TASK REQUIREMENTS ->
- a) Set down, word for word, the stretch of the thread about cold air coming through a front door from "## Knucklez (Oct" through "in cold Alaska.".
- b) Collect every line of the rows below that contains the word "bowl".

TEXT TO READ ->
* start *

# Airflow thru front door



## Floorwizard (Dec 5, 2003)

I have alot of cold air coming thru my front door.
I plan on buying a new door this Summer, but until then I want to help cut off airflow.
I purchased some stuff that peels back and sticks to the door frame. But it comes off too easily and makes a mess in time.
Does anyone have a good idea or brand that I should use that is easy to use and affective?
Cost is not a big issue, but I would like to do it myself.
Recommendations please?


----------



## skymaster (Jun 6, 2007)

Flor: pics wood help alot, If the doorstops are NOT part of the frame then pull them off close door, re install them tight to the door. If they are rabbitted into the frame then get new ones with the sealing gaskets, and nail em on the frame and tight to door. 
Since you are in Alaska, waiting for a warm day aint never gonna happen eh? LOL:laughing::no:


----------



## Floorwizard (Dec 5, 2003)

Yea, I will not wait.
I will have to let alot of cold air in to repair, but hopefully it will turn out for the best.
I will try to post pics soon.


----------



## Knucklez (Oct 21, 2007)

guess the camera is broken


----------



## Sammy (Mar 11, 2007)

Take a look at the S77 or maybe the bat wing at Pemko.com

Its a peel and stick but siliconized so it wont stick to your door [the side you dont want to stick] and should do well in cold Alaska. 

Probably have to go to a door contractor that is a delaer to find it but its nice stuff and not too expensive.


----------

* end *

[Excerpts of labeled region data]
* start *

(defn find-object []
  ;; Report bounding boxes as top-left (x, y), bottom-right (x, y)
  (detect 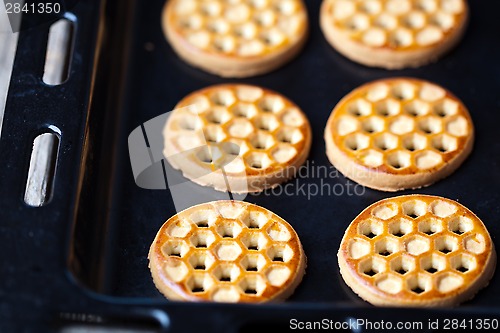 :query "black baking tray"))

top-left (0, 0), bottom-right (500, 332)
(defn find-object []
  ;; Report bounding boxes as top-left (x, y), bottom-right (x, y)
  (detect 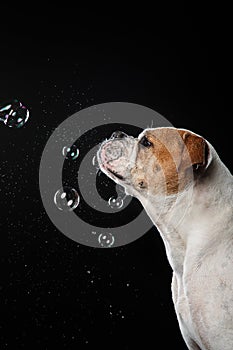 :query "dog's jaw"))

top-left (97, 137), bottom-right (137, 187)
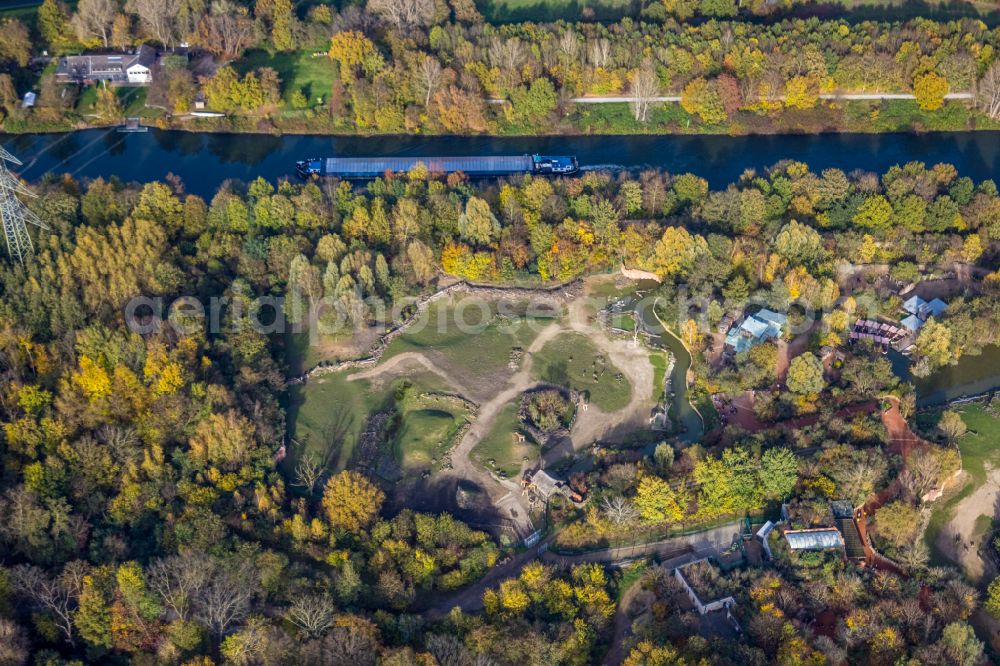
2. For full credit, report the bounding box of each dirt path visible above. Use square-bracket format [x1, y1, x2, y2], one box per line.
[347, 274, 654, 536]
[937, 467, 1000, 583]
[569, 290, 655, 450]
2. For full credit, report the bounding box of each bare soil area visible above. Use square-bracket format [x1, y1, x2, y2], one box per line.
[937, 468, 1000, 582]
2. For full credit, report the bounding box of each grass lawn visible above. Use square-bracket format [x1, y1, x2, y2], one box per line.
[471, 402, 538, 478]
[234, 49, 336, 106]
[649, 351, 667, 399]
[289, 369, 467, 472]
[393, 390, 469, 474]
[288, 370, 392, 470]
[611, 312, 635, 333]
[76, 86, 156, 117]
[534, 333, 632, 412]
[383, 299, 547, 383]
[924, 404, 1000, 565]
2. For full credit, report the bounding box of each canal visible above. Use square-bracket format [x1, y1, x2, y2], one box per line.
[0, 129, 1000, 197]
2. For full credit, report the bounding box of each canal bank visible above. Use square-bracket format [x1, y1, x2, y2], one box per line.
[889, 345, 1000, 407]
[0, 128, 1000, 197]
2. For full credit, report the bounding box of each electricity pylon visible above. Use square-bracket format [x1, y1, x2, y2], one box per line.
[0, 147, 51, 264]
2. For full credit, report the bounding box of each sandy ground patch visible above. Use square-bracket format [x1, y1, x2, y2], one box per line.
[937, 468, 1000, 582]
[347, 352, 470, 400]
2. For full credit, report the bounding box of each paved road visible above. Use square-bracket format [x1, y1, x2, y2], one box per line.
[487, 92, 973, 104]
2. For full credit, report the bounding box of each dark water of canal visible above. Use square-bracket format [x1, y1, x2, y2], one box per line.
[0, 129, 1000, 197]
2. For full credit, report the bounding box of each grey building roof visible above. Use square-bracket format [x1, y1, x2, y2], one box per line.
[56, 44, 156, 81]
[785, 527, 844, 550]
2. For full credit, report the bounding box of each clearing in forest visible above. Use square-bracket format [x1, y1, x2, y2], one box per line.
[534, 333, 632, 412]
[470, 400, 540, 479]
[925, 404, 1000, 581]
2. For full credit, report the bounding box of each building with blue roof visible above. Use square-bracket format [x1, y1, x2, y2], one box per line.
[899, 315, 924, 333]
[899, 294, 948, 333]
[726, 308, 788, 354]
[785, 527, 844, 550]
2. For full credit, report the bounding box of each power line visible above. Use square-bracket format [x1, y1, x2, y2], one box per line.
[0, 147, 51, 264]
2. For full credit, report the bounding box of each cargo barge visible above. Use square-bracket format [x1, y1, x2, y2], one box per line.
[295, 155, 580, 178]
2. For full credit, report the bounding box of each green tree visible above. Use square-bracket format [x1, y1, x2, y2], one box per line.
[874, 500, 922, 548]
[698, 0, 738, 18]
[774, 220, 823, 265]
[913, 72, 948, 111]
[681, 78, 728, 125]
[760, 447, 799, 500]
[913, 317, 958, 377]
[853, 194, 892, 230]
[786, 352, 826, 395]
[635, 475, 687, 523]
[271, 0, 295, 51]
[458, 197, 500, 246]
[650, 227, 708, 278]
[38, 0, 73, 51]
[938, 409, 968, 442]
[323, 470, 385, 532]
[510, 76, 557, 123]
[73, 576, 112, 648]
[983, 576, 1000, 620]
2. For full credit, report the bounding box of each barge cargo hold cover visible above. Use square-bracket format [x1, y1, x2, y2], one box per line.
[295, 155, 579, 178]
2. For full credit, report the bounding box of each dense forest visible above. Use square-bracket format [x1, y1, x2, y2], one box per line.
[0, 0, 1000, 133]
[0, 156, 1000, 664]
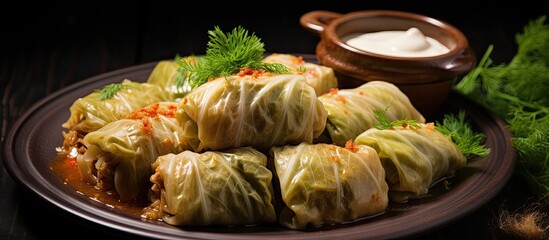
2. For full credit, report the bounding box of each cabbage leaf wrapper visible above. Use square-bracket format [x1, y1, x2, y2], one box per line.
[177, 74, 327, 152]
[147, 56, 198, 102]
[318, 81, 425, 146]
[270, 143, 389, 229]
[61, 79, 169, 151]
[263, 53, 338, 96]
[77, 102, 187, 202]
[355, 123, 467, 202]
[144, 147, 276, 226]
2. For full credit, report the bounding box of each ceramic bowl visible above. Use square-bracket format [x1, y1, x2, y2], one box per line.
[300, 10, 476, 115]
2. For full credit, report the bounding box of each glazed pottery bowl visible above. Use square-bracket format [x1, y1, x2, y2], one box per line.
[300, 10, 476, 115]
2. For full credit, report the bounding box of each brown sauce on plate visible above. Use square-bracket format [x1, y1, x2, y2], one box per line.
[50, 154, 150, 216]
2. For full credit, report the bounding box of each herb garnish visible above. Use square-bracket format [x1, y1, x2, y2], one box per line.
[374, 109, 490, 157]
[99, 83, 124, 101]
[178, 26, 290, 88]
[455, 16, 549, 202]
[374, 108, 421, 130]
[435, 110, 490, 157]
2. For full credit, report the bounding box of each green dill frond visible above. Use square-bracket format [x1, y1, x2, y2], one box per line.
[455, 16, 549, 202]
[374, 108, 421, 130]
[99, 83, 124, 101]
[179, 26, 290, 87]
[435, 110, 490, 157]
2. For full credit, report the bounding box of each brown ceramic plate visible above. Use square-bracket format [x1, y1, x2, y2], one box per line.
[3, 55, 515, 239]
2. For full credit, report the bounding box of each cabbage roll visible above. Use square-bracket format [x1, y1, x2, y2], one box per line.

* end *

ANSWERS PER TASK ->
- a)
## Knucklez (Oct 21, 2007)

guess the camera is broken


----------



## Sammy (Mar 11, 2007)

Take a look at the S77 or maybe the bat wing at Pemko.com

Its a peel and stick but siliconized so it wont stick to your door [the side you dont want to stick] and should do well in cold Alaska.

- b)
2. For full credit, report the bounding box of each ceramic bowl visible above. Use square-bracket format [x1, y1, x2, y2], one box per line.
2. For full credit, report the bounding box of each glazed pottery bowl visible above. Use square-bracket format [x1, y1, x2, y2], one box per line.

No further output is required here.